All entries must come back exactly as given, with no pictures in the copy.

### RECORDS FOR THIS EXERCISE

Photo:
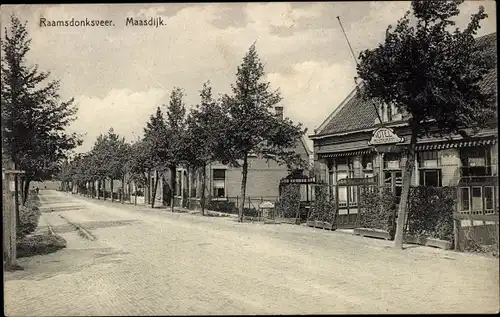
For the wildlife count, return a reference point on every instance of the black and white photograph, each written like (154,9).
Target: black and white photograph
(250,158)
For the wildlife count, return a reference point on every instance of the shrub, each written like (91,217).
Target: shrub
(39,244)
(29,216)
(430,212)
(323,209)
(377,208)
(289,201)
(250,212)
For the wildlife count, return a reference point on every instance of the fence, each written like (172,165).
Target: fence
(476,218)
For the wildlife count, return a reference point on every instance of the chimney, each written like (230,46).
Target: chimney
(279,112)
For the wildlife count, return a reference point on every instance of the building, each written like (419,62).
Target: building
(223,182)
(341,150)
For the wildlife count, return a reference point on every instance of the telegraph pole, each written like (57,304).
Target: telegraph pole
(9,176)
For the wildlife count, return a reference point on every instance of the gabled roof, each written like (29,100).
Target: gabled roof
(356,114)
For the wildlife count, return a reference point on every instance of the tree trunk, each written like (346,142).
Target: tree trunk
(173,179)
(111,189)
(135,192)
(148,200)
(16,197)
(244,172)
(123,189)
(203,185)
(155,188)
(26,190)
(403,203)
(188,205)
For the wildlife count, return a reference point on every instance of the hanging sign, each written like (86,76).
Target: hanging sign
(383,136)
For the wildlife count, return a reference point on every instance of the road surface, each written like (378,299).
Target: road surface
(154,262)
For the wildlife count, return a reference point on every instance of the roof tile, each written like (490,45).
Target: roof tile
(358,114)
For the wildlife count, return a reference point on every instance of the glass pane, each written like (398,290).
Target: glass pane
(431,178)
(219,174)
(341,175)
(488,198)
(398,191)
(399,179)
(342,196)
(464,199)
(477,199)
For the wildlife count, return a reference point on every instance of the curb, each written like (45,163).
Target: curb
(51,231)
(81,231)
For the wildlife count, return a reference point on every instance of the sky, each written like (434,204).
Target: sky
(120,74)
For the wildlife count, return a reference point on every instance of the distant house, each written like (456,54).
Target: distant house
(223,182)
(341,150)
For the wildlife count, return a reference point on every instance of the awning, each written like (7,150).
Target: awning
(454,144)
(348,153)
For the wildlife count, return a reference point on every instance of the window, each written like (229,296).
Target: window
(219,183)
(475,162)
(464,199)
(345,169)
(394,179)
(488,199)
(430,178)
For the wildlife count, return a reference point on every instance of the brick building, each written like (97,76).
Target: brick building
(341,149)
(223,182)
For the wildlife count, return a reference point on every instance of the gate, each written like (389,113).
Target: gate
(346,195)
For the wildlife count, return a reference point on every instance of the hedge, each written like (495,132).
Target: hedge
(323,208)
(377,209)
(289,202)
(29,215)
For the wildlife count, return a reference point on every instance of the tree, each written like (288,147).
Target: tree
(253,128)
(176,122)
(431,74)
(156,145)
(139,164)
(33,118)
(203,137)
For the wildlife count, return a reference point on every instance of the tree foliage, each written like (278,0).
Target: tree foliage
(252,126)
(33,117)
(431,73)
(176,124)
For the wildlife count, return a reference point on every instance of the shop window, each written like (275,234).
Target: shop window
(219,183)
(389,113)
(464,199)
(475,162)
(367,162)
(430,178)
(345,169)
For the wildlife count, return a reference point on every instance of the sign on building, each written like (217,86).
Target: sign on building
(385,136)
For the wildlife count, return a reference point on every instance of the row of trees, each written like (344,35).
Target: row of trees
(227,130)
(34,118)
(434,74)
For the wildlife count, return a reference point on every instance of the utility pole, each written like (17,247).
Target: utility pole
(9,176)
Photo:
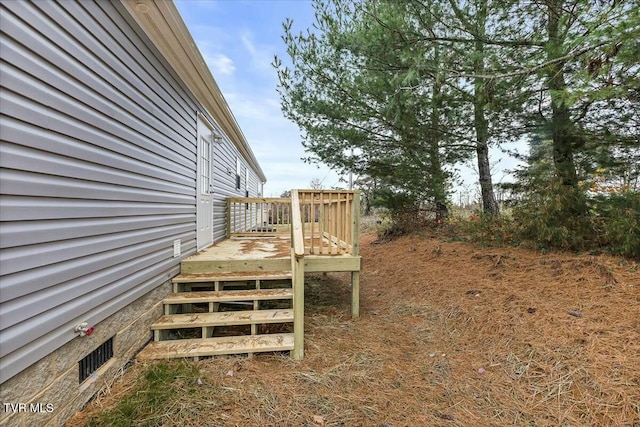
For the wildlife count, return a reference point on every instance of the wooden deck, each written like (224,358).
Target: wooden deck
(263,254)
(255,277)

######

_ANSWER FOR THIS EXERCISE_:
Photo:
For the wildlife count, return a reference point on every instance of the black and white photograph, each written like (154,9).
Target: black and white photograph
(250,158)
For the wildlife count, return a reference point on every instance of the shrub, each written like (91,217).
Target: shrub
(39,244)
(29,216)
(430,212)
(323,209)
(377,208)
(289,201)
(250,212)
For the wildlife count, return a reference point on every instance of the fence, each written like (172,165).
Target: fence
(476,218)
For the wildlife count, return a reference point on every instance of the chimney, each written like (230,46).
Target: chimney
(279,112)
For the wildlife count, return a reference point on every instance of the building, each written like (419,62).
Target: building
(223,182)
(341,150)
For the wildlife count, return a reference point on every instance of the telegraph pole, each written like (57,304).
Target: telegraph pole
(9,176)
For the wildlife count, return a reference point on every instance of the gabled roof, each written like (29,100).
Target: gabled roof
(356,114)
For the wildlife count, return a reference point on every instance of the tree trunk, each written like (346,142).
Target: tree trunk
(173,179)
(111,189)
(135,192)
(148,200)
(16,197)
(244,172)
(123,189)
(203,185)
(155,188)
(26,190)
(403,203)
(188,205)
For the wildlife count, return a reference point on every instance of the hanging sign, each written like (86,76).
Target: hanging sign
(383,136)
For the wildlife count, return a reference point on every instance of the road surface, each written like (378,299).
Target: road surface
(154,262)
For the wildlife count, return a reference point on every instance of the roof tile, each written like (490,45).
Target: roof tile
(358,114)
For the wildlife count, return a reference point on every instance of the glass pane, each written like (398,290).
Target: glass pane
(431,178)
(219,174)
(341,175)
(488,198)
(398,191)
(399,179)
(342,196)
(464,199)
(477,199)
For the wildlife count, return a reference point on every instance of the curb, each written like (45,163).
Target: curb
(51,231)
(81,231)
For the wildlife count, return a reference point on every instance of the sky, each written like (434,204).
Target: sky
(120,74)
For the wildlife count, return a reference point on every instance of the distant house, each written like (456,54).
Target: distant house
(223,182)
(341,150)
For the wildlife count, return a reference point on every instance of the awning, each written like (7,150).
Target: awning
(454,144)
(348,153)
For the wildlife count, return a reference point on every instance of the window, each written like (229,296).
Target: window
(219,183)
(475,162)
(464,199)
(345,169)
(394,179)
(488,199)
(430,178)
For the wildlife count, return a reference point on every instance of the brick building, each written like (97,76).
Target: brick building
(341,149)
(223,182)
For the wildlife count, return a reference point on every instance of the gate, each written like (389,113).
Target: gate
(346,195)
For the wildlife count, return a reference point on every instance of the hedge, each written like (495,132).
Target: hedge
(323,208)
(377,209)
(289,202)
(29,215)
For the wildlife count, return a reference point on every instance of the tree, each written like (288,147).
Target: tree
(253,128)
(176,122)
(431,74)
(156,145)
(139,164)
(33,118)
(203,137)
For the wildlife count, return a reference point on every instance of the tree foliage, each written like (278,0).
Target: tree foliage
(252,126)
(33,117)
(431,73)
(176,124)
For the wildlife count, return a reference point on every instance of the shop window, each written like (275,234).
Target: shop window
(219,183)
(389,113)
(464,199)
(475,162)
(367,162)
(430,178)
(345,169)
For the wildlife count, return a reference point on every instance of the sign on building, each written like (217,86).
Target: sign on building
(385,136)
For the wildlife count, return a reference point on every instance of the row of trees, each written like (344,35).
Target: row of trees
(227,130)
(34,118)
(434,74)
For the wildlife count, return a reference point on every instance of the utility pole, each written like (17,247).
Target: utility pole
(9,176)
Photo:
For the wildlife count, return a reference point on every instance of the wooden deck, each written like (224,358).
Target: wooden deck
(263,254)
(255,277)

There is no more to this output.